> **Work to do**: Filter the listing below and copy every line that contains the word "pillow".

> **Stored data**:
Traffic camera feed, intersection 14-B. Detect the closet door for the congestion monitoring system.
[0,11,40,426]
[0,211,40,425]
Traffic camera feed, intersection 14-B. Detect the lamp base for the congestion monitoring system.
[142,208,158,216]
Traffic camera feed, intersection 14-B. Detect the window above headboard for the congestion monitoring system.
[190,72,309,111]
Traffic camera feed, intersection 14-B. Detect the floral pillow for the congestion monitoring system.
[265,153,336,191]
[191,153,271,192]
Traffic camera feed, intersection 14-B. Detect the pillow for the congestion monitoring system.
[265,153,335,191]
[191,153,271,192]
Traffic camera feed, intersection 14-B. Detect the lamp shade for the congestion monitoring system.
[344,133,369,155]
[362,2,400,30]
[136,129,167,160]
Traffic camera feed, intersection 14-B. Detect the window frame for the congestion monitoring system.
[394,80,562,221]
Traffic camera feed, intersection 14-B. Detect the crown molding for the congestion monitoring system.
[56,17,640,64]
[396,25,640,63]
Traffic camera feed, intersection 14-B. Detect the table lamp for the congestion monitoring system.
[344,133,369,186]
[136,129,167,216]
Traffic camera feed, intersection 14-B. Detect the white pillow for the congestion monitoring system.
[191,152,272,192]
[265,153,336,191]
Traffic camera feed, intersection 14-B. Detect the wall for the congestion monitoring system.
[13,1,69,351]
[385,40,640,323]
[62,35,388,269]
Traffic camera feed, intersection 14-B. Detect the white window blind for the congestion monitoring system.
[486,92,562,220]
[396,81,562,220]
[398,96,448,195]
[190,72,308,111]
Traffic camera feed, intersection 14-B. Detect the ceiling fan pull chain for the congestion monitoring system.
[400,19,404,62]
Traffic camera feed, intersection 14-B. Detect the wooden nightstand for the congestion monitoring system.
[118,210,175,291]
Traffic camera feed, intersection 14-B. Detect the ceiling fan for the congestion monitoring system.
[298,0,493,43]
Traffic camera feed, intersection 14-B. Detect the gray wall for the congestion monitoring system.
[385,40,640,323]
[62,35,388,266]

> **Task solution**:
Traffic camera feed, intersection 14-B. Detect the floral pillow for the congestion monitoring system.
Traffic camera feed, intersection 14-B. Detect the pillow for the congestion monitoring system.
Traffic camera feed, intersection 14-B. Detect the white pillow for the congestion monitoring system.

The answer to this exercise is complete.